§ Written instruction: Count the lines in the data below that contain the string "white", matching case exactly, and reply with the number alone.

[Records]
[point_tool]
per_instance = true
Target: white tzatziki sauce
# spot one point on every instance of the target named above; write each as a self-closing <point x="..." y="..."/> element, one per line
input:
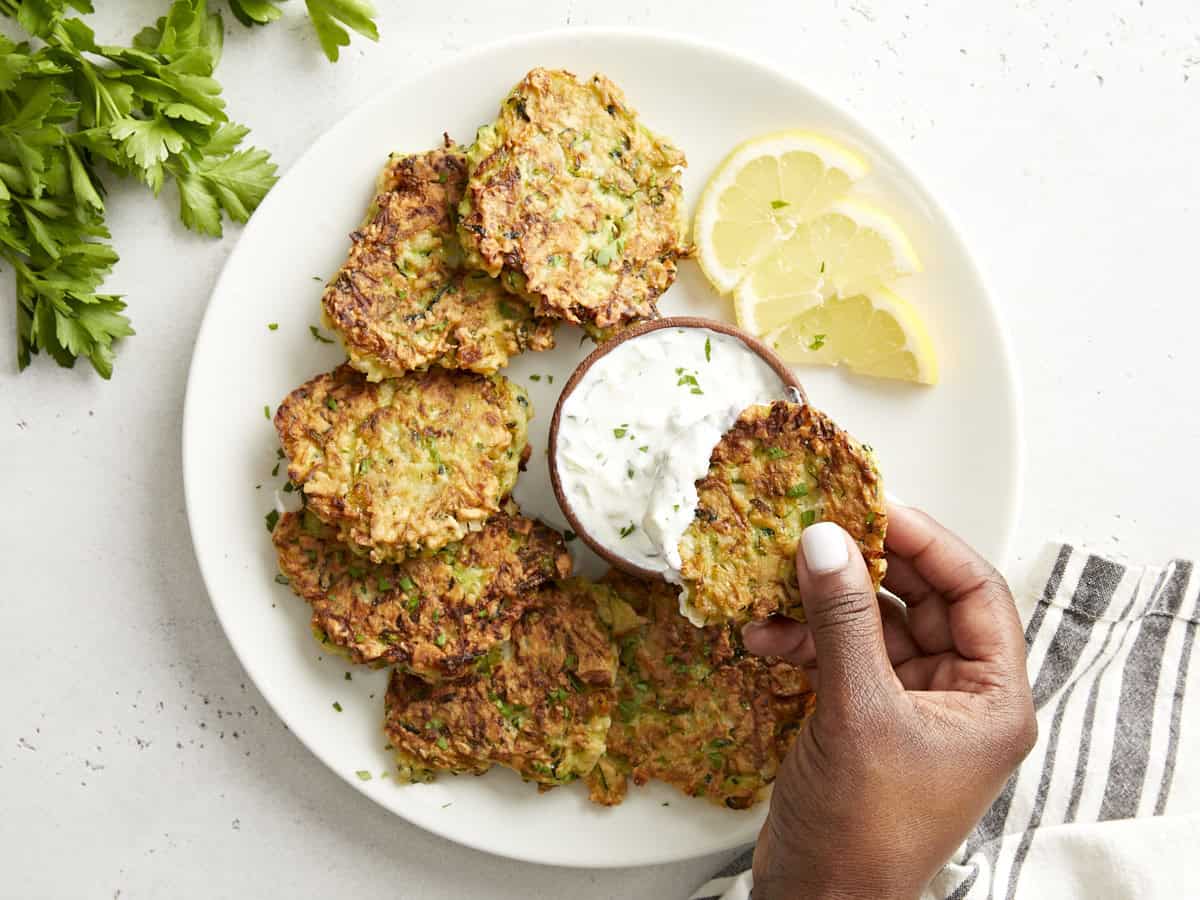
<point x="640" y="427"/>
---
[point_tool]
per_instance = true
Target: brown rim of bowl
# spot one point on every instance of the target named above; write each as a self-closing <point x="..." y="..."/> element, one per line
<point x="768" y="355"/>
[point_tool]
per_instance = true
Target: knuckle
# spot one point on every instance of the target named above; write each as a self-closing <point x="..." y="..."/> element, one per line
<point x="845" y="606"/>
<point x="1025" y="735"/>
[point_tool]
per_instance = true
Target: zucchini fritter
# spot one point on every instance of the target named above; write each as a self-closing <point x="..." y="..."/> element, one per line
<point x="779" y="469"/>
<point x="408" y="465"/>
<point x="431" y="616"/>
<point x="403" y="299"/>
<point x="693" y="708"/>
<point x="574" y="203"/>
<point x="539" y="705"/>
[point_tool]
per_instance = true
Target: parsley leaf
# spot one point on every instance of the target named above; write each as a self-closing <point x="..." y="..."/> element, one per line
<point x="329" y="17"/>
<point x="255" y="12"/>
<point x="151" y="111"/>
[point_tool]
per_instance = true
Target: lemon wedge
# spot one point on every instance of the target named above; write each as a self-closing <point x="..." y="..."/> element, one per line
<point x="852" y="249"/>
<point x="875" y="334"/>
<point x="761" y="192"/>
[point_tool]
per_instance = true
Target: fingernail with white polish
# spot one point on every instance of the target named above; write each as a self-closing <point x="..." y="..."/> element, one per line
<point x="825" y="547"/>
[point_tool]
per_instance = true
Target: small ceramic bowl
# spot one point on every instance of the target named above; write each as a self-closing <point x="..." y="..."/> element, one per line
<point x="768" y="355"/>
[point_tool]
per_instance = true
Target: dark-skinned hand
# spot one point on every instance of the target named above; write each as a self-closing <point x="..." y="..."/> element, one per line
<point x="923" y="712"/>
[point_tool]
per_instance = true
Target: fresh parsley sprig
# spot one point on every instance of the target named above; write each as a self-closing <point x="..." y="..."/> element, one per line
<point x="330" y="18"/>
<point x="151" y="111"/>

§ Solution to this problem: 2